Article:

Figure 2.12: Construction of the transformation kde for the log and probit transformations. The left panel shows the kde (2.7) applied to the transformed data. The right plot shows the transformed kde (2.34) applied to the original data. Application available here.

The code below illustrates how to compute a transformation kde in practice from density.

# kde with log-transformed data
kde <- density(log(samp))
plot(kde, main = "Kde of transformed data")
rug(log(samp))


# Careful: kde$x is in the reals!
range(kde$x)
## [1] -4.542984  3.456035

# Untransform kde$x so the grid is in (0, infty)
kde_transf <- kde
kde_transf$x <- exp(kde_transf$x)

# Transform the density using the chain rule
kde_transf$y <- kde_transf$y * 1 / kde_transf$x

# Transformed kde
plot(kde_transf, main = "Transformed kde", xlim = c(0, 15))
curve(dlnorm(x), col = 2, add = TRUE, n = 500)
rug(samp)

Exercise 2.20 Consider the data given by set.seed(12345); x <- rbeta(n = 500, shape1 = 2, shape2 = 2). Compute:

The untransformed kde employing the DPI and LSCV selectors. Overlay the true density.
The transformed kde employing a probit transformation and using the DPI and LSCV selectors on the transformed data.

Information provided:
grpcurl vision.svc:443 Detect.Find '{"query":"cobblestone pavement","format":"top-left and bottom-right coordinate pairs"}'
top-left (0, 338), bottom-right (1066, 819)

Direction 1:
Answer these questions using the excerpt on transformation kdes:
(a) What does the left panel of Figure 2.12 show?
(b) What two values does range(kde$x) return?
(c) In Exercise 2.20, what sample size and shape parameters are passed to rbeta?
Direction 2:
Rewrite the paragraph that begins "Figure 2.12: Construction" in the excerpt on transformation kdes as a brief list, keeping its main facts.
The data come from a separate source and are unrelated to the excerpt on transformation kdes.

Result 1:
(a) The kde (2.7) applied to the transformed data.
(b) -4.542984 and 3.456035.
(c) A sample size of 500, with shape1 = 2 and shape2 = 2.

Result 2:
- Figure 2.12 shows how the transformation kde is constructed for the log and probit transformations.
- Left panel: the kde (2.7) applied to the transformed data.
- Right plot: the transformed kde (2.34) applied to the original data.
- An application is available.